---------- Listed records ----------

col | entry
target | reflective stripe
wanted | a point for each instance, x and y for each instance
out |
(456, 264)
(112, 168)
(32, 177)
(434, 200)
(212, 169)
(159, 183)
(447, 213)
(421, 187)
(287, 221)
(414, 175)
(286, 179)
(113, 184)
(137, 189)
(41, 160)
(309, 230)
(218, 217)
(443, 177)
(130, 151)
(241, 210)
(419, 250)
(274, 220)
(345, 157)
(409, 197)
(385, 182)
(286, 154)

----------

#### Set exercise
Copy every row above, keeping each line unchanged.

#### Worked answer
col | entry
target | reflective stripe
wanted | a point for each instance, x and y for each instance
out |
(456, 264)
(112, 168)
(32, 177)
(434, 200)
(212, 169)
(159, 183)
(447, 213)
(421, 187)
(287, 221)
(414, 175)
(286, 179)
(113, 184)
(137, 189)
(41, 160)
(309, 230)
(218, 217)
(443, 177)
(130, 151)
(241, 210)
(419, 250)
(274, 220)
(345, 157)
(409, 197)
(385, 182)
(286, 154)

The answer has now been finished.